**Short problem 1:** Report every line in the entries below that contains the string "shorts".

== Passage given

When you run nginx -s reload, the master process:
- Parses and validates the new configuration (if invalid, the reload is aborted with no impact on running workers)
- Spawns new worker processes with the new configuration
- Sends a graceful shutdown signal to old workers
- Old workers stop accepting new connections but finish processing in-flight requests
- Once all in-flight requests complete, old workers exit
This is why Nginx can reload configuration with zero downtime. At any point during the reload, either old or new workers (or both) are handling traffic. No connections are dropped.
Why this matters in production
In a Kubernetes environment with frequent config changes (new upstreams, updated TLS certificates), this reload mechanism means you never need to restart the Nginx pod. I use inotifywait or a sidecar to watch for config changes and trigger nginx -s reload automatically. The reload takes milliseconds and does not drop a single connection.
Worker Process Configuration
| Directive | Typical Value | Purpose |
|---|---|---|
worker_processes | auto (one per CPU core) | Number of worker processes |
worker_connections | 1024-65535 | Max connections per worker |
worker_cpu_affinity | auto | Pin workers to specific CPU cores |
worker_rlimit_nofile | 65535 | Max open file descriptors per worker |
accept_mutex | off (with SO_REUSEPORT) | Serializes accept() calls across workers |
Event-Driven Architecture with epoll
This is the core of why Nginx is fast. Each worker runs a single-threaded event loop that multiplexes thousands of connections through non-blocking I/O. No threads are created per connection, no processes are forked. The event loop is the entire concurrency model.
How epoll Works
epoll is Linux's scalable I/O event notification mechanism. It replaced the older select() and poll() system calls, which had O(N) performance (the kernel scanned every file descriptor on every call). epoll is O(1) for waiting and O(active_events) for processing.
The three key system calls:
epoll_create(): Create an epoll instance (returns a file descriptor)epoll_ctl(fd, ADD/MOD/DEL): Register or modify interest in a file descriptorepoll_wait(max_events, timeout): Block until events are ready or timeout expires
When a client sends data, the network card triggers an interrupt. The kernel protocol stack processes the packet and marks the socket as readable. The next epoll_wait() call returns that socket in the ready list. The worker reads the data (non-blocking, so it never waits), processes the request, and registers interest in writability when the response is ready.
The Event Loop
The simplified event loop pseudocode:
// Nginx worker event loop (simplified)
function worker_event_loop():
while not shutting_down:
timeout = find_next_timer_expiry()
events = epoll_wait(epfd, max_events, timeout)
for event in events:
if event.is_accept:
conn = accept(listen_fd) // Non-blocking accept
set_nonblocking(conn.fd)
epoll_add(conn.fd, READ) // Register for read events
elif event.is_readable:
data = read(event.fd) // Non-blocking read
if data:
process_request(event.conn, data)
else:
close_connection(event.conn)
elif event.is_writable:
bytes_sent = write(event.fd, event.conn.send_buf)
if send_buf_empty:
epoll_modify(event.fd, READ) // Done writing
process_expired_timers()
run_posted_events()

====
== Record set

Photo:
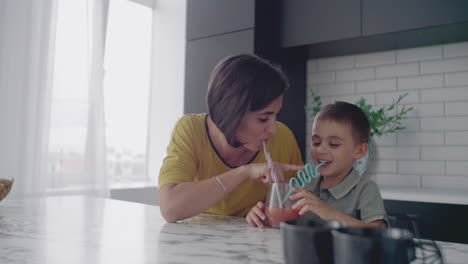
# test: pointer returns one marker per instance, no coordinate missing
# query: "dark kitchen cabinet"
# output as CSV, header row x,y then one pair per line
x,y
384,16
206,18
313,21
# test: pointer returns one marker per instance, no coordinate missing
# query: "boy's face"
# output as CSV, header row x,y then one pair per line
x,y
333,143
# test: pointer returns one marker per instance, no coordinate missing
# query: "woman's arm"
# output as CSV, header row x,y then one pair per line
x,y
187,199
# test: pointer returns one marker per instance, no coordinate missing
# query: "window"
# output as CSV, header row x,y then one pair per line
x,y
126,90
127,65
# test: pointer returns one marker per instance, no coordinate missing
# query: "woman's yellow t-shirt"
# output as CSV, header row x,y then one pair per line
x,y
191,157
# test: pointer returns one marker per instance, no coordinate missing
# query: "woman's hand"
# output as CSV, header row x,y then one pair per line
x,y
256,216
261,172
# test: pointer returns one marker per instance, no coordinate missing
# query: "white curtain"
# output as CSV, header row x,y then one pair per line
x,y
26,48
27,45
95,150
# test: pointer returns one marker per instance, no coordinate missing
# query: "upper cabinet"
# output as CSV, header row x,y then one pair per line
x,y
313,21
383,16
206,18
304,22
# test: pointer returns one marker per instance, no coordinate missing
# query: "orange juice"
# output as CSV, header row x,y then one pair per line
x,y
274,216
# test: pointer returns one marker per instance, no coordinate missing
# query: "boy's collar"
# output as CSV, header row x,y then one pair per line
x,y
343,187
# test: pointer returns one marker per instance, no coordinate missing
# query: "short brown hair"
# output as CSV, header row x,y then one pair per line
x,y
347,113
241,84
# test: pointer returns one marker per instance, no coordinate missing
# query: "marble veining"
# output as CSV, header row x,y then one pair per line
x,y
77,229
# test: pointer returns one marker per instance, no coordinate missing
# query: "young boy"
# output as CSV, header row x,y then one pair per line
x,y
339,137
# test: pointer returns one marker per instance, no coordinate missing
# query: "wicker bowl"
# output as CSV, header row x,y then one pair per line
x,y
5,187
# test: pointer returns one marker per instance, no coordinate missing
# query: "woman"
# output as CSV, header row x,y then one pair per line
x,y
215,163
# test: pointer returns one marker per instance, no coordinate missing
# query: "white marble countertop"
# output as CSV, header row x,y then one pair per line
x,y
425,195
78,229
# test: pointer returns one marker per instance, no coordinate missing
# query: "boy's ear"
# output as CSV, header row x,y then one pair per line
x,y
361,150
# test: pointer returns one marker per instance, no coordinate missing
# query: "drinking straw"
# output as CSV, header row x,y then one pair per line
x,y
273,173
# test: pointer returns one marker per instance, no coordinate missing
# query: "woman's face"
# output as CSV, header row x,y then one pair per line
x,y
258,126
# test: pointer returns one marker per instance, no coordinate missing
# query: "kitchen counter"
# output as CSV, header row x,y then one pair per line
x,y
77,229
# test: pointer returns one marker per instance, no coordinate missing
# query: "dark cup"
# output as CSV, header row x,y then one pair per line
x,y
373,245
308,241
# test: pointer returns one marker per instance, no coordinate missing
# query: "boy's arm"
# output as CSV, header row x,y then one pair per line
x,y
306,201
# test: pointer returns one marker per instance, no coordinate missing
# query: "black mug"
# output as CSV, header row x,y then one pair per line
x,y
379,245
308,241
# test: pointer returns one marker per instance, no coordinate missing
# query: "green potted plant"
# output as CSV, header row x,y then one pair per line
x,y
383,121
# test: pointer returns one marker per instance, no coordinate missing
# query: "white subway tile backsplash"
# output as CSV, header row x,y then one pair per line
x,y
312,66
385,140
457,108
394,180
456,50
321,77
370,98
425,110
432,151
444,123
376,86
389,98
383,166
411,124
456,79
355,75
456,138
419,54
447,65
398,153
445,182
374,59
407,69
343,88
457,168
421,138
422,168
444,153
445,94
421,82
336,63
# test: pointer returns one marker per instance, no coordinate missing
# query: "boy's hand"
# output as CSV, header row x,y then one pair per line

====
== Record set

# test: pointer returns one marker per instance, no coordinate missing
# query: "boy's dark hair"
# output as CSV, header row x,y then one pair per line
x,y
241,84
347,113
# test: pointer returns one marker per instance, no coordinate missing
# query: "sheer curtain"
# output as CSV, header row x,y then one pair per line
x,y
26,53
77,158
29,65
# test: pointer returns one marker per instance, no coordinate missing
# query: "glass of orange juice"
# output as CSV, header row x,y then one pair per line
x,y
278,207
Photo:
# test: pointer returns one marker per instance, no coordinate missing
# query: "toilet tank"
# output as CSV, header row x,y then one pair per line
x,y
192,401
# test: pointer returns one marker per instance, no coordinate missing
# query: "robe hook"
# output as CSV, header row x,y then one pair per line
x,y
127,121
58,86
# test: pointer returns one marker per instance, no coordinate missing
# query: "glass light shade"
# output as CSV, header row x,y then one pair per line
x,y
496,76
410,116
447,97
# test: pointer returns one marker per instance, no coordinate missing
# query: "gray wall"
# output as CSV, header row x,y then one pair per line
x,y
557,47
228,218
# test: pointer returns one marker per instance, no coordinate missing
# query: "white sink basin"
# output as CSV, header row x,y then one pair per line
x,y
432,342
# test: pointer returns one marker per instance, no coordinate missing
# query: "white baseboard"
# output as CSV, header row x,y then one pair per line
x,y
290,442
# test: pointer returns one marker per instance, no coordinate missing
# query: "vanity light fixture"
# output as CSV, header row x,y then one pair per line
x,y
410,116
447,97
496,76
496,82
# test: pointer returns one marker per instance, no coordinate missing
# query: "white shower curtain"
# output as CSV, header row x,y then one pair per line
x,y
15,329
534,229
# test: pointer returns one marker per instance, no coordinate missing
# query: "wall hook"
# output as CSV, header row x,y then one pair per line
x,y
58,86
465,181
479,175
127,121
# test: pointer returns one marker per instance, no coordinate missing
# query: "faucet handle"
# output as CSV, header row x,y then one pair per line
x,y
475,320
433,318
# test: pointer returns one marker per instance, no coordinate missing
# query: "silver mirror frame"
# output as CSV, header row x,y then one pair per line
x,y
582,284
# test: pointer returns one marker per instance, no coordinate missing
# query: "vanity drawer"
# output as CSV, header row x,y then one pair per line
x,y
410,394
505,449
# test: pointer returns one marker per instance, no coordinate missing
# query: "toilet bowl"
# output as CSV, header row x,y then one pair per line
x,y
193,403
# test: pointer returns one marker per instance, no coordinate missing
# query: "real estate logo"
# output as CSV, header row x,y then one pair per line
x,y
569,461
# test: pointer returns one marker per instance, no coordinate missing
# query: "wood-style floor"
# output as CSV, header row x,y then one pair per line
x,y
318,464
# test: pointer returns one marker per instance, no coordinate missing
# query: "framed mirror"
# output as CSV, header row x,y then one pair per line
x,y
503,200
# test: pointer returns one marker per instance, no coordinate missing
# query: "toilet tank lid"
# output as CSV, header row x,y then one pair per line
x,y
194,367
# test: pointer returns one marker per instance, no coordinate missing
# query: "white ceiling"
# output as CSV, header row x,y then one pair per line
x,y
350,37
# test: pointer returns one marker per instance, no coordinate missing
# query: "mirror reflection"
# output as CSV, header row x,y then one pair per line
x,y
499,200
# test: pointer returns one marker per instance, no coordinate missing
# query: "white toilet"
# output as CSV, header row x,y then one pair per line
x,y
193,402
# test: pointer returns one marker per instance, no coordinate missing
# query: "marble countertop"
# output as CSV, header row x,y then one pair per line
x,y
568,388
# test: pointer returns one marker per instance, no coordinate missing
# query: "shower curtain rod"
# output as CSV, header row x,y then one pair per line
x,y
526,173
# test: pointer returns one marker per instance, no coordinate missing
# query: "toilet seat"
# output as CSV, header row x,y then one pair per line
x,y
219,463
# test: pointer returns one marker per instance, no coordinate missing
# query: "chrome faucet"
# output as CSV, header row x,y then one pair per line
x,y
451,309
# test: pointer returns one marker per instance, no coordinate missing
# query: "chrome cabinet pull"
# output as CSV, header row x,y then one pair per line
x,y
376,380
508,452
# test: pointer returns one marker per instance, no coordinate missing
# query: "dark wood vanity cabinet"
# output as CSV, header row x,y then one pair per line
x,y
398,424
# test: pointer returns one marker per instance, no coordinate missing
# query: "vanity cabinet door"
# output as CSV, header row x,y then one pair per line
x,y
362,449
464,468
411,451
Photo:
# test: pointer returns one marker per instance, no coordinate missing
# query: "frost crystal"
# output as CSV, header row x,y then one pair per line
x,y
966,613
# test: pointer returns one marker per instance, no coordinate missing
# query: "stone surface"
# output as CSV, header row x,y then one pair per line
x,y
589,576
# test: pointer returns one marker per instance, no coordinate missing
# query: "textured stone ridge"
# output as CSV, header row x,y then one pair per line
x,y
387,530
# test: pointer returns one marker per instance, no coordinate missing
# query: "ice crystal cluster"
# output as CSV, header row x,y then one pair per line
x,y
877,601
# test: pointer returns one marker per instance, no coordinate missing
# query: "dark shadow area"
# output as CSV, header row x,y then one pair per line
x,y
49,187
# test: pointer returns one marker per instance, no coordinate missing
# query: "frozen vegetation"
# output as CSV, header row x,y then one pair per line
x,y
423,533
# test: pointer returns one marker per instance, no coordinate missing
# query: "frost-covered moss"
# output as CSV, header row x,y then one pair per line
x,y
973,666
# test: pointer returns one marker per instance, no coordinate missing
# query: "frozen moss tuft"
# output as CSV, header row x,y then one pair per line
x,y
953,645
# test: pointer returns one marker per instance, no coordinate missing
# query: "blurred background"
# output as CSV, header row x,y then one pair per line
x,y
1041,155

====
== Record set

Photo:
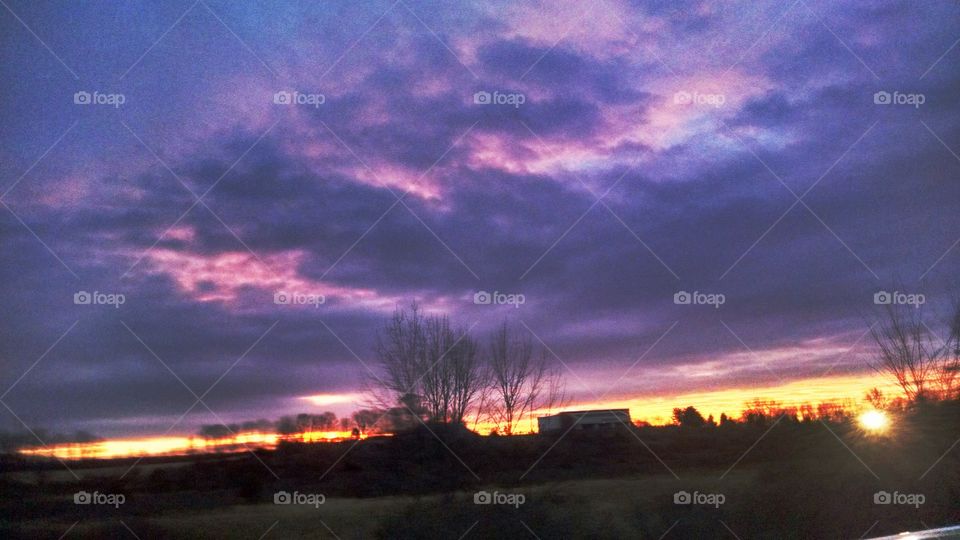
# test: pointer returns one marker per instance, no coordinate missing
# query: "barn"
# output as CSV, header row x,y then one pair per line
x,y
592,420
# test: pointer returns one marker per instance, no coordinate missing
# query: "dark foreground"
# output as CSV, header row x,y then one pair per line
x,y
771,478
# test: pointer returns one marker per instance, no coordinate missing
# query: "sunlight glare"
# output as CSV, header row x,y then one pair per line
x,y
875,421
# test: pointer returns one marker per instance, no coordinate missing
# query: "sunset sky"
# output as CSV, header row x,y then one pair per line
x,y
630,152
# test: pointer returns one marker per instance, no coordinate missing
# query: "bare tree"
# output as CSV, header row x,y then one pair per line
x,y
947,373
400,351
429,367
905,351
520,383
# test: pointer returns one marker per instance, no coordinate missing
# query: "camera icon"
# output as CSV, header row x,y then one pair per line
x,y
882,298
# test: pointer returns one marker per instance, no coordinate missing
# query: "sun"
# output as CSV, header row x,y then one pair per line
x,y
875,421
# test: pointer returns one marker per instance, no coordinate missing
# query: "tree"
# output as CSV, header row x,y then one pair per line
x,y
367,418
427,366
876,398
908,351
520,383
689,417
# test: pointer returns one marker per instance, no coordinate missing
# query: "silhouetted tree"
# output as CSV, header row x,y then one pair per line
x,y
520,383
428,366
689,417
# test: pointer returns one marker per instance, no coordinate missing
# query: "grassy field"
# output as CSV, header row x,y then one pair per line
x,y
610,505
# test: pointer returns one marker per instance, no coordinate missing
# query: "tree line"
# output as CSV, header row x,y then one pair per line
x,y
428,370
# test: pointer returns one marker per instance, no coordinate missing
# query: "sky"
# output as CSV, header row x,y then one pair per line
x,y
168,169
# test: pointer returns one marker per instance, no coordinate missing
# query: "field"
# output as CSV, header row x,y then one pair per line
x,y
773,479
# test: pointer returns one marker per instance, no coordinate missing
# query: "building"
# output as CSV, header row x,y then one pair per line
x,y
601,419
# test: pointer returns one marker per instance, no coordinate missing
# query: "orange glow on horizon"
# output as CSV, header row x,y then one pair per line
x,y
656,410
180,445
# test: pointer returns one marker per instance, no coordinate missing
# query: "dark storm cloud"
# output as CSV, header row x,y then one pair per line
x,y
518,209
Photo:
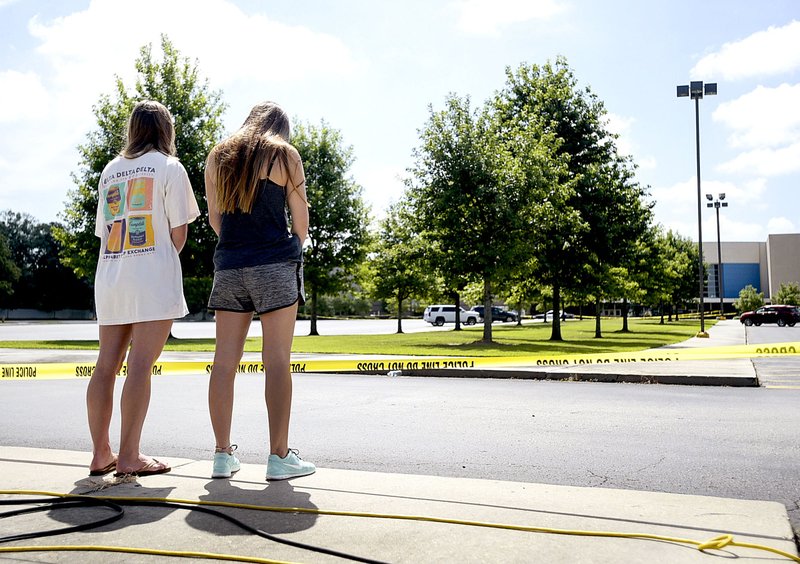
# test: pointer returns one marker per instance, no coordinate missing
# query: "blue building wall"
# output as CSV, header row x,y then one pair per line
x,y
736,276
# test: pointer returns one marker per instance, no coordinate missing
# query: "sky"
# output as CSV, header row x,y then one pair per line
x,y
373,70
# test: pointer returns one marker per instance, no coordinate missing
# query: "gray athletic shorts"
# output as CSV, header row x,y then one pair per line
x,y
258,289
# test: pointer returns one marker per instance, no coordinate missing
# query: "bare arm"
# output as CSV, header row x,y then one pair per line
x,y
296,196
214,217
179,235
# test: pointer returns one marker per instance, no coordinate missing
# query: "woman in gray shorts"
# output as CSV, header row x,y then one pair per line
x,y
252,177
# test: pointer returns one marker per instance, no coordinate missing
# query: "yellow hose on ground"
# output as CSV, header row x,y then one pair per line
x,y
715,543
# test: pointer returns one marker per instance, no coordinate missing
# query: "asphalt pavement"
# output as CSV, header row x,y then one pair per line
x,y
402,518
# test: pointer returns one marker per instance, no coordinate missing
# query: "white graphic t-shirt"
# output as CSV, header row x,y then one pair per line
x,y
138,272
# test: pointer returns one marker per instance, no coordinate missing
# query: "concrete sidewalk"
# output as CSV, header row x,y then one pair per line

====

**Short problem 2:** Pick up the passage on Nginx worker processes and the epoll event loop above and continue it from its final line.

**Written answer 1:**
# query: "gray athletic shorts"
# query: "woman in gray shorts"

**Written answer 2:**
Why This Is Better Than Thread-Per-Connection
The critical difference between Nginx and Apache's prefork/worker model:
| Aspect | Nginx (event-driven) | Apache prefork (process-per-conn) |
|---|---|---|
| Memory per connection | ~2.5 KB | ~2-10 MB (full process) |
| 10K connections memory | ~25 MB | ~20-100 GB |
| Context switches | Minimal (single thread) | Constant (OS scheduling) |
| Idle connection cost | Nearly zero (just an fd) | Full process/thread resources |
| CPU cache efficiency | Excellent (single thread) | Poor (threads thrash L1/L2) |
The one thing that blocks Nginx workers
Any blocking operation inside a worker stalls ALL connections on that worker. This includes: blocking DNS resolution (use the resolver directive for async DNS), reading large files from a slow disk without AIO, and third-party modules that make synchronous HTTP calls. I have seen a single blocking DNS lookup add 5 seconds of latency to every connection on that worker.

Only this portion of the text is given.